# [Data to process]
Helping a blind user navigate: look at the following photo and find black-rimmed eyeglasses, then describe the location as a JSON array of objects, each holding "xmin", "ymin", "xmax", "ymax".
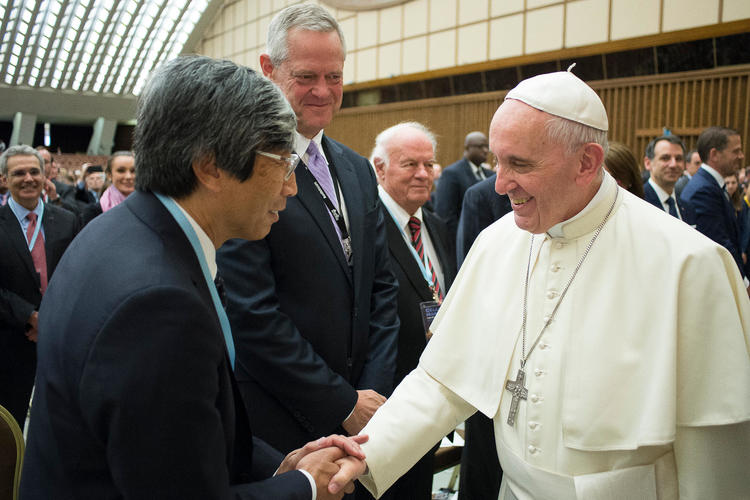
[{"xmin": 256, "ymin": 151, "xmax": 299, "ymax": 181}]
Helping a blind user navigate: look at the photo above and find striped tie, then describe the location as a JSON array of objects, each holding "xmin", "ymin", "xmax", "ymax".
[{"xmin": 409, "ymin": 217, "xmax": 443, "ymax": 302}]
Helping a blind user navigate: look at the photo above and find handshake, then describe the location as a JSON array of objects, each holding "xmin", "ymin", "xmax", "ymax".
[{"xmin": 276, "ymin": 435, "xmax": 368, "ymax": 500}]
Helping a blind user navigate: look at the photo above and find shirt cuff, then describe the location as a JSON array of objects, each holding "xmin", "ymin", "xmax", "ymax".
[{"xmin": 298, "ymin": 469, "xmax": 318, "ymax": 500}]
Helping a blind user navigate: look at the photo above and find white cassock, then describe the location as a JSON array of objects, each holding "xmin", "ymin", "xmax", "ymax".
[{"xmin": 361, "ymin": 173, "xmax": 750, "ymax": 500}]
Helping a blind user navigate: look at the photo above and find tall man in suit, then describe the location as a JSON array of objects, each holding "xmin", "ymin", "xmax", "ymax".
[
  {"xmin": 372, "ymin": 122, "xmax": 456, "ymax": 500},
  {"xmin": 643, "ymin": 135, "xmax": 695, "ymax": 226},
  {"xmin": 0, "ymin": 146, "xmax": 78, "ymax": 428},
  {"xmin": 217, "ymin": 1, "xmax": 398, "ymax": 460},
  {"xmin": 682, "ymin": 127, "xmax": 750, "ymax": 280},
  {"xmin": 435, "ymin": 132, "xmax": 492, "ymax": 238},
  {"xmin": 21, "ymin": 57, "xmax": 368, "ymax": 500}
]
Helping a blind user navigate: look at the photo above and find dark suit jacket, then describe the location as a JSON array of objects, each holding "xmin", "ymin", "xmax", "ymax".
[
  {"xmin": 21, "ymin": 193, "xmax": 311, "ymax": 499},
  {"xmin": 435, "ymin": 158, "xmax": 493, "ymax": 238},
  {"xmin": 682, "ymin": 167, "xmax": 745, "ymax": 278},
  {"xmin": 643, "ymin": 182, "xmax": 695, "ymax": 226},
  {"xmin": 0, "ymin": 204, "xmax": 78, "ymax": 428},
  {"xmin": 217, "ymin": 136, "xmax": 398, "ymax": 452},
  {"xmin": 456, "ymin": 173, "xmax": 513, "ymax": 267},
  {"xmin": 384, "ymin": 207, "xmax": 456, "ymax": 500}
]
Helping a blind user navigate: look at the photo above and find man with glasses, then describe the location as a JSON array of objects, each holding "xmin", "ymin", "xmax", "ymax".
[{"xmin": 21, "ymin": 57, "xmax": 368, "ymax": 500}]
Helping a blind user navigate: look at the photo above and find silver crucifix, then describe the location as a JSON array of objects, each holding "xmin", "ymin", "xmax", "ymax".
[{"xmin": 505, "ymin": 368, "xmax": 529, "ymax": 425}]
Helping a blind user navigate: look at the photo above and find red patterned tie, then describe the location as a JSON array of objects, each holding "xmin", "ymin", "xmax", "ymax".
[
  {"xmin": 409, "ymin": 217, "xmax": 443, "ymax": 302},
  {"xmin": 26, "ymin": 212, "xmax": 47, "ymax": 294}
]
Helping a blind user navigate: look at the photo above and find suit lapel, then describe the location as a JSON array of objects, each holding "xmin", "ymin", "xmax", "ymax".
[
  {"xmin": 385, "ymin": 213, "xmax": 432, "ymax": 301},
  {"xmin": 0, "ymin": 204, "xmax": 39, "ymax": 283},
  {"xmin": 295, "ymin": 150, "xmax": 354, "ymax": 276}
]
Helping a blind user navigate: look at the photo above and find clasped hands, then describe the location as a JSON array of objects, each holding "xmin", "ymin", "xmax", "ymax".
[{"xmin": 276, "ymin": 435, "xmax": 368, "ymax": 500}]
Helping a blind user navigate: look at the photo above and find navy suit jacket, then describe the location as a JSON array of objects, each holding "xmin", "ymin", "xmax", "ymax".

# [Written instruction]
Count the lines of the material above that contain the string "patterned", matching case exactly, and give only the number.

# [Full response]
1